Der Wunsch von Eltern nach guten Schulabschlüssen für ihre Kinder ist in den letzten Jahren rasant gestiegen. Wie ehrgeizig Mütter und Väter in Bildungsfragen geworden sind, beweist eine Studie der Vodafone-Stiftung: 66 Prozent aller Eltern wünschen sich heute für ihr Kind das Abitur, nur drei Prozent sind noch mit einem Hauptschulabschluss zufrieden. – Focus online vom 04.02.2012

Und der SPIEGEL berichtete 2015:

Wer einer höheren sozialen Schicht angehört, zieht für den Nachwuchs eigentlich nur einen Schulabschluss in Betracht: das Abitur. 90 Prozent der Oberschichteltern sagen, dass sie die Hochschul- oder Fachhochschulreife für ihren Nachwuchs wünschen.
Eltern aus schwächeren sozialen Schichten begnügen sich dagegen weitaus häufiger mit einem mittleren Abschluss. 52 Prozent von ihnen streben einen Mittleren Abschluss für die eigenen Kinder an. Das Abitur wollen dagegen nur 31 Prozent. – SPIEGEL Online am 11.03.2015

Wohlgemerkt: Bei diesen Studien wurde nach dem Abschluss, nicht nach der gewünschten Schulform gefragt. Das Abitur ist der reguläre Abschluss des Gymnasiums, es kann in verschiedenen Typen beruflicher Schulen erworben werden, in der Gesamtschule, im Abendgymnasium, auch in Kombinationen von verschiedenen Schulformen der Sekundarstufe I mit einer gymnasialen Oberstufe, die an den oben genannten Schulformen ebenfalls existiert.

########################################

-- AUFGABEN --
1 - Stimmen die folgenden Aussagen mit dem Ausgangstext überein? Antworte jeweils mit Ja oder Nein und zitiere die entscheidenden Worte wörtlich.
(a) Laut Focus online wünschen sich 66 Prozent aller Eltern für ihr Kind das Abitur.
(b) Laut SPIEGEL Online streben 52 Prozent der Eltern aus schwächeren sozialen Schichten das Abitur an.
(c) Das Abitur kann nur am Gymnasium erworben werden.
2 - Gib den Abschnitt des Ausgangstexts von „Wer einer höheren“ bis „ihren Nachwuchs wünschen.“ noch einmal wieder und ersetze dabei „Oberschichteltern“ durch „Eltern aus der Oberschicht“.

########################################

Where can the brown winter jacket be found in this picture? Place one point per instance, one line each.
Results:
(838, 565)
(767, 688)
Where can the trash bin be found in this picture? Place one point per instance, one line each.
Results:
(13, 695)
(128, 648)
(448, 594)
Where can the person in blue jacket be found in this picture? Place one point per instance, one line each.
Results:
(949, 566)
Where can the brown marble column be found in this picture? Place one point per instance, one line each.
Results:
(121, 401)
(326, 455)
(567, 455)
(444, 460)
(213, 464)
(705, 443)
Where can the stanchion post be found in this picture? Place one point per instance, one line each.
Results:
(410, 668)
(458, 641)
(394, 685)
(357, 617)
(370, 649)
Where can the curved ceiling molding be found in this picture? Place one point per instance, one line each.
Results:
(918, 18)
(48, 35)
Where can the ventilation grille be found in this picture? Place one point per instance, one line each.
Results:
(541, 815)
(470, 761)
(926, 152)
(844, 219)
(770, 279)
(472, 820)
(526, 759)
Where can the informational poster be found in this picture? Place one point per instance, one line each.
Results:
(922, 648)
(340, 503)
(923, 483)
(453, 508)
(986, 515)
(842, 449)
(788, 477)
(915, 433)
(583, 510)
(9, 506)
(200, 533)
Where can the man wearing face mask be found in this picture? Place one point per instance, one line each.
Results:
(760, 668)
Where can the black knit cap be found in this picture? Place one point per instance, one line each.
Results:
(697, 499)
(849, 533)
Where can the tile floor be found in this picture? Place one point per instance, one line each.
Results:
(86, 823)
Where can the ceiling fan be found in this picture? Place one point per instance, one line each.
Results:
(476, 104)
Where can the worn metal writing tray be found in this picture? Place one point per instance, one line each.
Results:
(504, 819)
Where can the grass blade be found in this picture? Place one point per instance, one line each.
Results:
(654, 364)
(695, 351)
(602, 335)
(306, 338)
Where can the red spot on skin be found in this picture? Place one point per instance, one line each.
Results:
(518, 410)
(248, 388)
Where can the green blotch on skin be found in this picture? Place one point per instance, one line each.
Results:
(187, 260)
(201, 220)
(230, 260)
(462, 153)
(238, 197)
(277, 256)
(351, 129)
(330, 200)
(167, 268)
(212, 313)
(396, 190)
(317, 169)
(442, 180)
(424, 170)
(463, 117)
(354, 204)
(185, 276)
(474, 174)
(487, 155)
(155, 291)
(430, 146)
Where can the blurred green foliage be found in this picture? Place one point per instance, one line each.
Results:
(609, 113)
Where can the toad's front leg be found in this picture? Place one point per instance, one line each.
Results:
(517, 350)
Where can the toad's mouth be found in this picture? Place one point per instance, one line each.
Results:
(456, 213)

########################################

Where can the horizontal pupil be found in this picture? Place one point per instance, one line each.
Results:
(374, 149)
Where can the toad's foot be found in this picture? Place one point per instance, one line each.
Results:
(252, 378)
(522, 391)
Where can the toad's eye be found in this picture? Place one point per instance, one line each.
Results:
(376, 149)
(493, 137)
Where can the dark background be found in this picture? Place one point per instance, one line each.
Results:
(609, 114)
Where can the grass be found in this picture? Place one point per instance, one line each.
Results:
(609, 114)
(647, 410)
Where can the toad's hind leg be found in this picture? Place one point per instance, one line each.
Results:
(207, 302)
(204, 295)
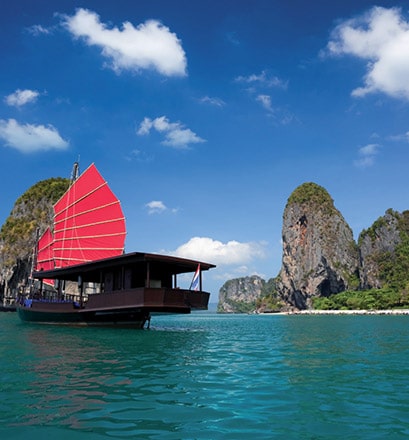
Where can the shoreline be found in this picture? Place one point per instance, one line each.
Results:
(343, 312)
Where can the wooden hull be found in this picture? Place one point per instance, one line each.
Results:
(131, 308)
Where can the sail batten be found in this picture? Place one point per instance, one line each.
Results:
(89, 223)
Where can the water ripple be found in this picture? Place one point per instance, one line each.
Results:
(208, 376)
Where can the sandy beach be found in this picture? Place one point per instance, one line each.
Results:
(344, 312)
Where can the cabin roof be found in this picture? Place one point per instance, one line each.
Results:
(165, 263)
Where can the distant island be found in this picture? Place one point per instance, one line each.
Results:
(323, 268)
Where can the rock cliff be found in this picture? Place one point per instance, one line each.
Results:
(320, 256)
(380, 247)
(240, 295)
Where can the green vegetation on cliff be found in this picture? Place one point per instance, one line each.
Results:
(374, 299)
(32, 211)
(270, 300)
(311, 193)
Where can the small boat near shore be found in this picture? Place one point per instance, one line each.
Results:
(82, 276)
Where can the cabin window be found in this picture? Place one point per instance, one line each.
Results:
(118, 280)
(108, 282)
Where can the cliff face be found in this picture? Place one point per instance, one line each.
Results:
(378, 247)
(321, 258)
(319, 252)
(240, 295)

########################################

-- VOLLSTÄNDIGE ANTWORTEN --
1 -
(a) Ja: „66 Prozent aller Eltern wünschen sich heute für ihr Kind das Abitur“
(b) Nein: „Das Abitur wollen dagegen nur 31 Prozent.“
(c) Nein: „es kann in verschiedenen Typen beruflicher Schulen erworben werden“

2 -
Wer einer höheren sozialen Schicht angehört, zieht für den Nachwuchs eigentlich nur einen Schulabschluss in Betracht: das Abitur. 90 Prozent der Eltern aus der Oberschicht sagen, dass sie die Hochschul- oder Fachhochschulreife für ihren Nachwuchs wünschen.